WRITTEN PROBLEM —
Return the records below from the line containing "blue shirt in" onward, exactly, through and including the last line.

begin SUPPLIED MATERIAL

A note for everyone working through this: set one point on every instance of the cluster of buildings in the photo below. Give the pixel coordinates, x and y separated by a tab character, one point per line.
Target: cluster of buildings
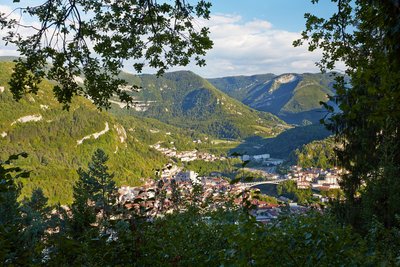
157	198
315	178
264	159
186	156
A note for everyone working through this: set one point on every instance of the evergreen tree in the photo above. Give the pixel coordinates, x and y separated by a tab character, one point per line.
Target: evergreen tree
365	36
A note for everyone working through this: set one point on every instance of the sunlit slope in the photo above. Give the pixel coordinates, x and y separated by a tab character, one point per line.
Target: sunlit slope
60	141
186	100
292	97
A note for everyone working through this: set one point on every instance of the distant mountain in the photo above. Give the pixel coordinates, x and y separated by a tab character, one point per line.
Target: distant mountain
58	141
285	143
186	100
292	97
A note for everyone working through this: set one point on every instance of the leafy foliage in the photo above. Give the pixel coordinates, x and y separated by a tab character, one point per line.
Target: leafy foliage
186	100
318	154
95	38
364	35
292	102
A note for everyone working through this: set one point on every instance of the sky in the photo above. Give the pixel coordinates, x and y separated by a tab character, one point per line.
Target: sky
250	37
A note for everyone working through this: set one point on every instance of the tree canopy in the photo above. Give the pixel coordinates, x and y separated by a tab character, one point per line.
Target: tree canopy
95	38
364	35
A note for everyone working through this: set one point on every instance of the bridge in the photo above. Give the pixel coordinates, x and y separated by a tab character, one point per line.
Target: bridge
251	184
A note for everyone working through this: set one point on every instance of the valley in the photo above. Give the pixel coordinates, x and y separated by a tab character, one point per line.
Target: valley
179	119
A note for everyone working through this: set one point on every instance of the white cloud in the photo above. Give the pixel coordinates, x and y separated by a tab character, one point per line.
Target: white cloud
245	48
240	48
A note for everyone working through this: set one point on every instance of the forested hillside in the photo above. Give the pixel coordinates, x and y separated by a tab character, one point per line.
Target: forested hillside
292	97
186	100
60	141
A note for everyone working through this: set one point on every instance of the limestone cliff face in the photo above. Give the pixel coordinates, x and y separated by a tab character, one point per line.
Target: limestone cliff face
283	79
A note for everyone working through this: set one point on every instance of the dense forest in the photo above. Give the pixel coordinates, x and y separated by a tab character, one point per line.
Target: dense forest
359	229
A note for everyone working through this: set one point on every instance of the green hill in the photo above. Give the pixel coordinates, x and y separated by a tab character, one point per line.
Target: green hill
186	100
58	141
292	97
285	143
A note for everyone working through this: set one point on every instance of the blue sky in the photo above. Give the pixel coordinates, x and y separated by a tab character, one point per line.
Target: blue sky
283	14
250	37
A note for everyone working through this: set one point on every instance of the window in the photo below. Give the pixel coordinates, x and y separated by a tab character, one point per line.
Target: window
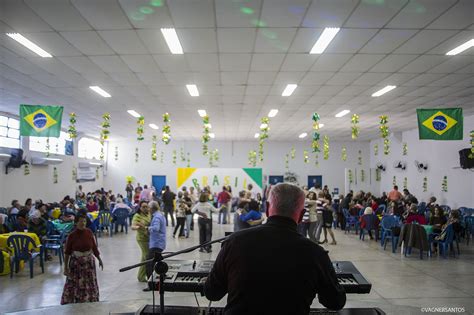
9	132
90	149
56	145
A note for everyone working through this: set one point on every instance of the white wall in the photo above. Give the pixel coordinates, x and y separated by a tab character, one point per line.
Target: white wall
442	158
232	154
39	183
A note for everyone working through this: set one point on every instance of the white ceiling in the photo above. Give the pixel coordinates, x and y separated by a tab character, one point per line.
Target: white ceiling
240	70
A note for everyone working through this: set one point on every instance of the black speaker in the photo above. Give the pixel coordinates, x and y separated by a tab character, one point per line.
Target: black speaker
464	159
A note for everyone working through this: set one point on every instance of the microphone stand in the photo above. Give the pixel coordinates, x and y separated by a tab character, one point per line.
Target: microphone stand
161	268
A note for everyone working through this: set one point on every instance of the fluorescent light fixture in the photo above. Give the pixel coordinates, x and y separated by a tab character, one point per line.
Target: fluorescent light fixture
461	48
172	40
290	88
342	113
386	89
29	44
192	89
323	41
273	113
99	91
133	113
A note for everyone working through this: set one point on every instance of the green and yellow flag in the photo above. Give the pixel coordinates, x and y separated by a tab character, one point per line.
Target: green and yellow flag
40	121
440	123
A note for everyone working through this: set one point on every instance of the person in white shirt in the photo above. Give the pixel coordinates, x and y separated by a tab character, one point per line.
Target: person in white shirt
204	209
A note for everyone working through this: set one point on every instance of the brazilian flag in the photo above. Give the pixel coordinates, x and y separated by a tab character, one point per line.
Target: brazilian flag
440	124
40	121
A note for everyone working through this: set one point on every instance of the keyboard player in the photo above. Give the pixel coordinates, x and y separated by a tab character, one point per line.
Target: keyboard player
271	269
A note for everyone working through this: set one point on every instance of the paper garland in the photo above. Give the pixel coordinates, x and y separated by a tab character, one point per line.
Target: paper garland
316	135
355	128
384	134
72	126
444	184
154	139
344	153
166	135
325	147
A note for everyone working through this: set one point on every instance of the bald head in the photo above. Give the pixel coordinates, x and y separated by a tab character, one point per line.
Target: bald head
286	200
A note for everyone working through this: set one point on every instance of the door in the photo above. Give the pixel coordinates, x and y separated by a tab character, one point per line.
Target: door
315	180
159	182
275	179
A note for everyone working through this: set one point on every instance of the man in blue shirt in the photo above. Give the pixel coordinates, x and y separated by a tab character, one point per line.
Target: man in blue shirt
157	231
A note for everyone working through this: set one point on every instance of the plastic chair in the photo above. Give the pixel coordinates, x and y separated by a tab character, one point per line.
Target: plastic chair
56	244
121	217
443	245
105	222
22	246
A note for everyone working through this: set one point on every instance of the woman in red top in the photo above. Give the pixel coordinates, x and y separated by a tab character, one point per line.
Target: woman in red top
79	265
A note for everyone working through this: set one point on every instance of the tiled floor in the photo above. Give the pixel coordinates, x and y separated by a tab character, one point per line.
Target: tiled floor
400	285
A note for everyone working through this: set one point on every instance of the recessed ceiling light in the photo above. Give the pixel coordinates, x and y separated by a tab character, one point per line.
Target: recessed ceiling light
386	89
172	40
99	91
192	89
29	44
133	113
342	113
323	41
461	48
273	113
290	88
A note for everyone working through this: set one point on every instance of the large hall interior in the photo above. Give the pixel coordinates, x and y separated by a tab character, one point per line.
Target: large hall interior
131	130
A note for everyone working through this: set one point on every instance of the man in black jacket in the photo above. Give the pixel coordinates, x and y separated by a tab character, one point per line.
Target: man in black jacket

end SUPPLIED MATERIAL

COMPLETE RESPONSE —
A note for everyone working through this: set one point on every instance of the man in blue shirt in the photo above. Give the pixel coordinates, x and y separated by a tab character, one point per line.
Target: man in blue shirt
157	231
A note for everyone working through this: set one point on every instance of the plastic chair in the photo above. Give the pixel coordinates, x and y separated by a tab character, one point per line.
Target: plastic chair
56	244
121	217
443	245
105	222
22	246
A note for everyone working through this: set one point on every instance of the woman in red top in the photo above. Give the pixel coordinates, x and y separated by a tab character, one point per line.
Target: woman in red top
79	265
A note for everyone working through this: set one point on every instance of the tiled floor in the photo above. Give the pixel coordinates, x and y separated by a tab character, one point per line.
Target: tiled floor
400	285
A note for everyone working through this: set one point on every instance of the recessed ceiling light in the photo above. Give the pixel coordinates, x and y separated by a tab character, one point per line.
Target: recessed ceiling light
386	89
172	40
99	91
192	89
29	44
133	113
342	113
323	41
461	48
273	113
290	88
A note for everyone working through this: set one point on every instance of the large hall interior in the photo above. Give the pixel coordinates, x and y separated by a tab character, one point per line.
Target: large hall interior
131	130
A note for everyone working through this: set one point on every instance of the man in black jacket in the photo above. Give the pixel coordinates, x and y separated by a tab character, one point per line.
Target: man in black jacket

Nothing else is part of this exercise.